## Sayfa metni
☆ ☆ ☆ ☆

Arslan BULUT
Türkiye medyası, Kerkük’te 72 Türkmen’in öldüğü, 200 Türkmen’in yaralandığı saldırıyı gündemine yeterince almadı.
Oysa Kerkük, bin yıldır bir Türk şehridir. Bu bakımdan Türkiye’nin illerinden herhangi birinden eksiği yoktur. Buna rağmen hükûmetin tutumu, her saldırıda olduğu gibi ağır yaralıları tedavi ettirmek üzere Türkiye’ye getirmek için uçak göndermektir. Saldırıları kim, hangi amaçla yapmaktadır, bunların önlenmesi için Türkiye ne gibi uluslararası tedbirler almaktadır; bu konuda hiçbir girişim yoktur.
Saldırıyı ana gündem maddelerinden biri olarak ele alan MHP Genel Başkanı Devlet Bahçeli, “Irak’ta var olma savaşı veren Türkmen kardeşlerimiz, bugünkü duruma elbette ki son aylar içinde gelmemişlerdir. Altıbuçuk kayıp yılın ağır ve hatta ihanet boyutunda ihmalleri vardır. Hükümetin sessizliği, Türkmen düşmanlığını artırmakta, göç ve asimilasyonla sonuç alınacağına dair muhasım güçlerde cesaret ve ümit uyandırmaktadır. Bilinmelidir ki, Irak’ta yaşayan Türkmen kardeşlerimize karşı işlenecek bir suç, Türk Milleti’ne karşı işlenmiş sayılacaktır. Hükümeti açıklıkla uyarıyorum; göz yumanlar da bu suça iştirak etmiş olacaklardır” dedi.

☆ ☆ ☆ ☆

## Görev
Kerkük'teki saldırıyı anlatan sayfa metnine göre bu saldırıda kaç Türkmen öldü?

☆ ☆ ☆ ☆

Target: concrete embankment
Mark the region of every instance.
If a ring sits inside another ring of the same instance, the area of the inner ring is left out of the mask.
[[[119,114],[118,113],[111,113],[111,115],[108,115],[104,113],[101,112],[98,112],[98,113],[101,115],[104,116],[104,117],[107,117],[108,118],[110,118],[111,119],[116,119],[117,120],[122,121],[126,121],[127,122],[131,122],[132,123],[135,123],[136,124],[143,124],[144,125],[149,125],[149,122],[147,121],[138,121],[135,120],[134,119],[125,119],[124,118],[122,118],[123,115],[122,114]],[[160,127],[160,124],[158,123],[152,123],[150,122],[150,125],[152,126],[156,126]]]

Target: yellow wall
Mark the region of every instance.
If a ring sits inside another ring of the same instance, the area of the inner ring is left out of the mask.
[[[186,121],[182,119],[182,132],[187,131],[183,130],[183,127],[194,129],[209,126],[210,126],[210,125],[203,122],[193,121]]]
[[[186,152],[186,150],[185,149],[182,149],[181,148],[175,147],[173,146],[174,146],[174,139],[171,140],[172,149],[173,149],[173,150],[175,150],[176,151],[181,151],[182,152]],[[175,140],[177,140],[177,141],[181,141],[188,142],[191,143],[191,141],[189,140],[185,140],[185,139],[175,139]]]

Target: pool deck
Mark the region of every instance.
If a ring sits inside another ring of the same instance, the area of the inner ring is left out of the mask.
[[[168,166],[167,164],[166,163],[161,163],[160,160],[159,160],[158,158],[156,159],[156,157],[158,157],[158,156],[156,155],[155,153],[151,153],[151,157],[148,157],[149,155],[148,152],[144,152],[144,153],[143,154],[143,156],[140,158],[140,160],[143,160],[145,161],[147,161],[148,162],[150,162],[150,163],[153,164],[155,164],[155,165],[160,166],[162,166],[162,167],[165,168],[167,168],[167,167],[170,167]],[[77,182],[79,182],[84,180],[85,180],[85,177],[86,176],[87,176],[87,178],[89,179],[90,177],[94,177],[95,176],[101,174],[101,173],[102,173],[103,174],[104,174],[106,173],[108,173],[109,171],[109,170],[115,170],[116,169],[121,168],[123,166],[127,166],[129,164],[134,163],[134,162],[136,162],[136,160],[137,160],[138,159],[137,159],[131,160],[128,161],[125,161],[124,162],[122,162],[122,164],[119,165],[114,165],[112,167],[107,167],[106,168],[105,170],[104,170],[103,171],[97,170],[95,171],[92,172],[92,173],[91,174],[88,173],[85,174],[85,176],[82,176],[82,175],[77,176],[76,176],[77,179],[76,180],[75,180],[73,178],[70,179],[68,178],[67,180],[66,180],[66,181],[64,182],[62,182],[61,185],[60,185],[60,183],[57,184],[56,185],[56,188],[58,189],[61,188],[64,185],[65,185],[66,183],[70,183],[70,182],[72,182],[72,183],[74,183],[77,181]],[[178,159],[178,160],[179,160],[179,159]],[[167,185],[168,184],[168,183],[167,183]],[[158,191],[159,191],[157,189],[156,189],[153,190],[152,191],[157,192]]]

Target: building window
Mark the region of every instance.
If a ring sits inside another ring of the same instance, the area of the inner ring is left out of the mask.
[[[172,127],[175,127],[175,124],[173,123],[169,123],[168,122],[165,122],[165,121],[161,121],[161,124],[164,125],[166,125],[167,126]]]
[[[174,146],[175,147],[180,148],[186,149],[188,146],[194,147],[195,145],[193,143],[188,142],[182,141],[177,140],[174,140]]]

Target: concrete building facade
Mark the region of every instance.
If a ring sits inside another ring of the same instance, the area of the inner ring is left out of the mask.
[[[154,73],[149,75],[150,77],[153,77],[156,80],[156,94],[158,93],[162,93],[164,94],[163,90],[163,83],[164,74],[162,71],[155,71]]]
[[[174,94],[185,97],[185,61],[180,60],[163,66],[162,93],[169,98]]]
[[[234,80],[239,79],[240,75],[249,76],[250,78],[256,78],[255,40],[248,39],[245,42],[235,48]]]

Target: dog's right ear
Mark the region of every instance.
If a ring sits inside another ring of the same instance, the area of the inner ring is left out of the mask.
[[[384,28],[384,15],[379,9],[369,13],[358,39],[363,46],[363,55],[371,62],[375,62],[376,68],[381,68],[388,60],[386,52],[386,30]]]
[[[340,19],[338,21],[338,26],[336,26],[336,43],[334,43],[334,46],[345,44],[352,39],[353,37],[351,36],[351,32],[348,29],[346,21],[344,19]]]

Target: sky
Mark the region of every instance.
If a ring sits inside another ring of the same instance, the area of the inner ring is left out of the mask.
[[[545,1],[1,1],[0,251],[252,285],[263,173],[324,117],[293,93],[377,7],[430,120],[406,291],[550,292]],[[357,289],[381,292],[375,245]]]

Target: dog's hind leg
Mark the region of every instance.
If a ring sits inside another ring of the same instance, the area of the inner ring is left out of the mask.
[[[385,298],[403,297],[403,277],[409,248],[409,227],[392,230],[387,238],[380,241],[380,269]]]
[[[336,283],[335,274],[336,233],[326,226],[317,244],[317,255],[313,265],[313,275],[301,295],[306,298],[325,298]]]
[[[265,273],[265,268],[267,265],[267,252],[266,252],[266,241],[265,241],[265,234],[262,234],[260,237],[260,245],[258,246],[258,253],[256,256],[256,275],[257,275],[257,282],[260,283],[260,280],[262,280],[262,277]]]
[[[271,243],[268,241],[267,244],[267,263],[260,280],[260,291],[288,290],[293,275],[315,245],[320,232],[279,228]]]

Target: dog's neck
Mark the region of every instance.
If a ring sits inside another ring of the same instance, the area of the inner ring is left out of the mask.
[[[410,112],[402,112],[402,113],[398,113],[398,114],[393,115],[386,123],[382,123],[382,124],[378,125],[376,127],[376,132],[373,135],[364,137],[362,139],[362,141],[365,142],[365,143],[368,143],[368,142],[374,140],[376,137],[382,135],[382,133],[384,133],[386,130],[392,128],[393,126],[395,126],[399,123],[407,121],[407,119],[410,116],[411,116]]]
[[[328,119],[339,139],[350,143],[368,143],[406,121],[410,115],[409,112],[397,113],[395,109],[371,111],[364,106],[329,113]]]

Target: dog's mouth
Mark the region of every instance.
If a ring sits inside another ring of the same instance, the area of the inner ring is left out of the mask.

☆ ☆ ☆ ☆

## Cevap
Saldırıda 72 Türkmen öldü.